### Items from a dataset
►
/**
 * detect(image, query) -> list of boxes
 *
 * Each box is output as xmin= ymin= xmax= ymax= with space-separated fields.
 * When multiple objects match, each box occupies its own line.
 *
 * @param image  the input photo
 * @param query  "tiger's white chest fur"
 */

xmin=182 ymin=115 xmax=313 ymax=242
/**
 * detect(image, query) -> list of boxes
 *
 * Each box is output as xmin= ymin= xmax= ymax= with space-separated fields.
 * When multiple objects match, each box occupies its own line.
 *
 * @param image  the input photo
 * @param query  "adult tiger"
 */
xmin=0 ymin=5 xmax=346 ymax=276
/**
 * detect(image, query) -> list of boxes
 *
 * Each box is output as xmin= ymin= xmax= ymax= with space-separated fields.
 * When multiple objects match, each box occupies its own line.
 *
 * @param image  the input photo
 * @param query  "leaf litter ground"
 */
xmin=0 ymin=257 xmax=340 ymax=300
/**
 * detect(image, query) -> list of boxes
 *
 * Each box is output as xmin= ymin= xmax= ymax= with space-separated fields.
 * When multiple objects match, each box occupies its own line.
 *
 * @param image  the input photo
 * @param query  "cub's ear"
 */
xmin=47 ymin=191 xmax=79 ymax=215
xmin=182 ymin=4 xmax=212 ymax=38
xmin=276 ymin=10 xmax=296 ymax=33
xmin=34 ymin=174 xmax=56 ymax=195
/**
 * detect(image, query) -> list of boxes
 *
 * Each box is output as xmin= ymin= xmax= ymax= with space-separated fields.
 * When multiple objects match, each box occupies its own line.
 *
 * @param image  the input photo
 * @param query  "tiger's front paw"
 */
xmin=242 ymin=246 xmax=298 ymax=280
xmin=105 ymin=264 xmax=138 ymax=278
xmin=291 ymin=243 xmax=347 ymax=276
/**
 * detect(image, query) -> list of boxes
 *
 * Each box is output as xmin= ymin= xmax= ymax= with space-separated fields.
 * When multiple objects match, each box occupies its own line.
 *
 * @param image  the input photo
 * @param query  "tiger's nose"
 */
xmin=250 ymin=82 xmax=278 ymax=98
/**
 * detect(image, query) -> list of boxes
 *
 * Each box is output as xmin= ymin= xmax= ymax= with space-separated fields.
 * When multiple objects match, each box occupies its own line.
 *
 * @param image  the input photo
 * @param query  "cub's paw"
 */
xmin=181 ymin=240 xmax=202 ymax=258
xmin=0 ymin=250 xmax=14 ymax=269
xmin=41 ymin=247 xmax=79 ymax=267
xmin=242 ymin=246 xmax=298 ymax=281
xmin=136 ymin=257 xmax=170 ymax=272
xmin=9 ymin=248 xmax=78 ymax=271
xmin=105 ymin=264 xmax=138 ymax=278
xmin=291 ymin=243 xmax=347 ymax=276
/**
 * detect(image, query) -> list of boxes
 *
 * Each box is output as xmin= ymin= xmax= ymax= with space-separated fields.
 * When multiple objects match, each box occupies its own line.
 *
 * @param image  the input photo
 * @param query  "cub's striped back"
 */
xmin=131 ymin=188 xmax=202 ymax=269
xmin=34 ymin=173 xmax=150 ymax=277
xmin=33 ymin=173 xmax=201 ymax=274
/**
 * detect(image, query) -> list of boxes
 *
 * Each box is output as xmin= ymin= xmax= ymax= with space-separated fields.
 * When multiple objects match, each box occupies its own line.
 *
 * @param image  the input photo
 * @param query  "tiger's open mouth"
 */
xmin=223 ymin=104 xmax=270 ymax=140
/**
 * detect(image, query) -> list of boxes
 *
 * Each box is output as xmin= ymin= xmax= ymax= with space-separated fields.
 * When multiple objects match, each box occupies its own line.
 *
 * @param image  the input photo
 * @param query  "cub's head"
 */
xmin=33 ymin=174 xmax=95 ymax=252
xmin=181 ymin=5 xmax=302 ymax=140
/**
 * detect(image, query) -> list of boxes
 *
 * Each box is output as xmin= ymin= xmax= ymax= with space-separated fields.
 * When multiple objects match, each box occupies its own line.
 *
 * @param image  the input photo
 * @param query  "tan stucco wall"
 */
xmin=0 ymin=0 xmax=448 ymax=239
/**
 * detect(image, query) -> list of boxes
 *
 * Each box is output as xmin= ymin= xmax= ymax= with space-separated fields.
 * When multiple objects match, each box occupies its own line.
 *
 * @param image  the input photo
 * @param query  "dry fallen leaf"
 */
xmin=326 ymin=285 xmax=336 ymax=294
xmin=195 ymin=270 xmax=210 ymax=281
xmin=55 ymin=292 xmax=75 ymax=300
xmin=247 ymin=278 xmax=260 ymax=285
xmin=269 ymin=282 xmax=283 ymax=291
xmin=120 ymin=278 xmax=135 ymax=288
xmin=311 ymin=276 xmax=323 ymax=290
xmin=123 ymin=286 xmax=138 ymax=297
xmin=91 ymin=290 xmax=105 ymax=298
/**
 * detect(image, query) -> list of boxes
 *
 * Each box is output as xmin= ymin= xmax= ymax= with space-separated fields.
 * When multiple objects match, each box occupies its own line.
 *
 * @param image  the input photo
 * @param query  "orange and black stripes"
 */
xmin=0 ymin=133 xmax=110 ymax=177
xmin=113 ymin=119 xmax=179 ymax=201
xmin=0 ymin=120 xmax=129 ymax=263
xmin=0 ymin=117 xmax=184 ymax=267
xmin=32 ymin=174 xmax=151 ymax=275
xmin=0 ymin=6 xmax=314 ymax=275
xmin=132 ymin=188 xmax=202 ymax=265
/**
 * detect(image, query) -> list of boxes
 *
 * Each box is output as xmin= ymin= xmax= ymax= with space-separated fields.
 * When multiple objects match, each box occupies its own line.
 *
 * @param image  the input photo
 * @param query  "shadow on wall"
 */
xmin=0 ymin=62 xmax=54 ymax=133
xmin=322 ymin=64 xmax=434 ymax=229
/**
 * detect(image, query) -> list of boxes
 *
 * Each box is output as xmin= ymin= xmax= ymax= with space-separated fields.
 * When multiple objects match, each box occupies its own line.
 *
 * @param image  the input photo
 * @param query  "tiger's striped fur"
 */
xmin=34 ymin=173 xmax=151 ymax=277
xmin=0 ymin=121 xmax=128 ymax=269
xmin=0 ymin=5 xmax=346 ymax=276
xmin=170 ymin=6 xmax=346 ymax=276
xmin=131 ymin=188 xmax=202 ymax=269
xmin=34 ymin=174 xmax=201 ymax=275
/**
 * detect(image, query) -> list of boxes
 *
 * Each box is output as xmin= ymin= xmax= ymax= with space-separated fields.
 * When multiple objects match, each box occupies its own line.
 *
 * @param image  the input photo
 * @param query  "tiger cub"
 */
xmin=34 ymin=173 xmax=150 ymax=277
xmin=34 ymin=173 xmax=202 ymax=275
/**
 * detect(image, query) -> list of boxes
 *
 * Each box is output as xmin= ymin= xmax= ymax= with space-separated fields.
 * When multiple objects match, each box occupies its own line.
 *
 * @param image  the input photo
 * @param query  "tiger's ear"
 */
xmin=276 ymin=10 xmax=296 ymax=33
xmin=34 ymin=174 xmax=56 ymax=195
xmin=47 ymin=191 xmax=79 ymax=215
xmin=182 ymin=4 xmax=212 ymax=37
◄
### Problem
In full and without alteration, write out each record.

### Exercise response
/**
 * detect(image, query) -> list of boxes
 *
 * Each box is output as xmin= ymin= xmax= ymax= with space-separated fields.
 * When multiple objects match, each box occupies its own line.
 *
 * @param image  the input photo
 * @param query  "tiger's white chest fur"
 */

xmin=182 ymin=115 xmax=313 ymax=242
/**
 * detect(image, query) -> list of boxes
 *
 * Each box is output as xmin= ymin= xmax= ymax= with space-separated fields.
 * When multiple objects match, each box occupies its own line.
 *
 * @param image  the input photo
 * @param query  "adult tiger"
 */
xmin=0 ymin=5 xmax=346 ymax=276
/**
 * detect(image, query) -> list of boxes
 *
 * Each box is output as xmin= ymin= xmax= ymax= with space-separated fields.
 * When multiple objects match, each box occupies its own line.
 *
 * @param image  the input photo
 * @param query  "leaf litter ground"
 */
xmin=0 ymin=257 xmax=340 ymax=300
/**
 * detect(image, query) -> list of boxes
 *
 * Each box is output as xmin= ymin= xmax= ymax= with space-separated fields.
 * When multiple objects match, each box occupies its own line.
 *
 * @param image  the input photo
 * @param query  "cub's ear"
 */
xmin=47 ymin=191 xmax=79 ymax=215
xmin=182 ymin=4 xmax=212 ymax=38
xmin=276 ymin=10 xmax=296 ymax=33
xmin=34 ymin=174 xmax=56 ymax=195
/**
 * detect(image, query) -> list of boxes
 *
 * Each box is output as xmin= ymin= xmax= ymax= with space-separated fields.
 * When multiple objects match, each box occupies its own line.
 *
 * @param image  the input photo
 * @param query  "tiger's front paw"
 */
xmin=242 ymin=246 xmax=298 ymax=280
xmin=105 ymin=264 xmax=138 ymax=278
xmin=291 ymin=243 xmax=347 ymax=276
/**
 * detect(image, query) -> list of boxes
 *
 * Each box is output as xmin= ymin= xmax= ymax= with space-separated fields.
 * When multiple objects match, each box occupies its own line.
 *
 * @param image  the input photo
 * @param query  "tiger's nose"
 */
xmin=250 ymin=82 xmax=278 ymax=98
/**
 * detect(image, query) -> list of boxes
 *
 * Each box is output as xmin= ymin= xmax= ymax= with space-separated fields.
 * When multiple objects match, each box occupies its own line.
 *
 * @param image  the input photo
 * @param query  "cub's paw"
 */
xmin=181 ymin=240 xmax=202 ymax=258
xmin=0 ymin=250 xmax=14 ymax=269
xmin=41 ymin=247 xmax=79 ymax=267
xmin=242 ymin=246 xmax=298 ymax=281
xmin=136 ymin=257 xmax=170 ymax=272
xmin=9 ymin=248 xmax=78 ymax=271
xmin=105 ymin=264 xmax=138 ymax=278
xmin=291 ymin=243 xmax=347 ymax=276
/**
 * detect(image, query) -> list of boxes
 *
 * Each box is output as xmin= ymin= xmax= ymax= with space-separated fields.
 * When multiple objects match, each box occupies its own line.
 *
 * @param image  the input photo
 * @param query  "cub's striped back"
 */
xmin=131 ymin=188 xmax=202 ymax=269
xmin=34 ymin=173 xmax=150 ymax=277
xmin=33 ymin=173 xmax=201 ymax=274
/**
 * detect(image, query) -> list of boxes
 *
 * Each box is output as xmin= ymin= xmax= ymax= with space-separated fields.
 * When multiple objects match, each box occupies its own line.
 *
 * @param image  the input photo
 * @param query  "tiger's open mouth"
 */
xmin=223 ymin=104 xmax=270 ymax=140
/**
 * detect(image, query) -> list of boxes
 *
 * Each box is output as xmin= ymin= xmax= ymax= with space-separated fields.
 * When multiple objects match, each box occupies its own line.
 *
 * @param image  the input photo
 * @param query  "cub's head"
 */
xmin=33 ymin=174 xmax=95 ymax=252
xmin=181 ymin=5 xmax=302 ymax=140
/**
 * detect(image, query) -> list of boxes
 *
 * Each box is output as xmin= ymin= xmax= ymax= with space-separated fields.
 * When multiple objects match, each box occupies its own line.
 *
 * @param image  the input photo
 * @param query  "tan stucco wall"
 */
xmin=0 ymin=0 xmax=448 ymax=239
/**
 * detect(image, query) -> list of boxes
 *
 * Each box is output as xmin= ymin= xmax= ymax= with space-separated fields.
 * When multiple objects match, each box occupies its own line.
 *
 * @param image  the input photo
 * @param query  "dry fallen leaf"
 */
xmin=326 ymin=285 xmax=336 ymax=294
xmin=195 ymin=270 xmax=210 ymax=281
xmin=55 ymin=292 xmax=75 ymax=300
xmin=247 ymin=278 xmax=260 ymax=285
xmin=269 ymin=282 xmax=283 ymax=291
xmin=120 ymin=278 xmax=135 ymax=288
xmin=311 ymin=276 xmax=323 ymax=290
xmin=123 ymin=286 xmax=138 ymax=297
xmin=91 ymin=290 xmax=105 ymax=298
/**
 * detect(image, query) -> list of boxes
 *
 * Each box is output as xmin= ymin= xmax= ymax= with space-separated fields.
 * When multiple objects match, each box occupies its own line.
 *
 * @param image  the input photo
 * @param query  "orange and black stripes"
 */
xmin=0 ymin=133 xmax=110 ymax=177
xmin=113 ymin=119 xmax=179 ymax=201
xmin=0 ymin=120 xmax=129 ymax=263
xmin=0 ymin=117 xmax=184 ymax=267
xmin=32 ymin=174 xmax=151 ymax=275
xmin=0 ymin=6 xmax=314 ymax=275
xmin=132 ymin=188 xmax=202 ymax=265
/**
 * detect(image, query) -> list of boxes
 *
 * Each box is output as xmin= ymin= xmax= ymax= with space-separated fields.
 * When multiple objects match, each box occupies its own line.
 *
 * @param image  the input photo
 * @param query  "shadow on wall"
 */
xmin=0 ymin=62 xmax=54 ymax=133
xmin=322 ymin=64 xmax=434 ymax=229
/**
 * detect(image, query) -> list of boxes
 *
 * Each box is output as xmin= ymin= xmax= ymax= with space-separated fields.
 * When multiple objects match, each box occupies its own line.
 *
 * @param image  the input photo
 * @param query  "tiger's striped fur"
 */
xmin=34 ymin=173 xmax=151 ymax=277
xmin=0 ymin=121 xmax=128 ymax=269
xmin=0 ymin=5 xmax=346 ymax=276
xmin=170 ymin=6 xmax=346 ymax=276
xmin=131 ymin=188 xmax=202 ymax=269
xmin=34 ymin=174 xmax=201 ymax=275
/**
 * detect(image, query) -> list of boxes
 *
 * Each box is output as xmin= ymin= xmax= ymax= with space-separated fields.
 * When multiple objects match, each box occupies its own line.
 *
 * @param image  the input photo
 * @param query  "tiger cub"
 */
xmin=34 ymin=173 xmax=150 ymax=277
xmin=34 ymin=173 xmax=202 ymax=275
/**
 * detect(image, query) -> list of boxes
 *
 * Each box is output as xmin= ymin= xmax= ymax= with space-separated fields.
 * When multiple objects match, each box occupies its own line.
 *
 * @param image  the input photo
 * @param query  "tiger's ear"
 */
xmin=276 ymin=10 xmax=296 ymax=33
xmin=34 ymin=174 xmax=56 ymax=195
xmin=47 ymin=191 xmax=79 ymax=215
xmin=182 ymin=4 xmax=212 ymax=37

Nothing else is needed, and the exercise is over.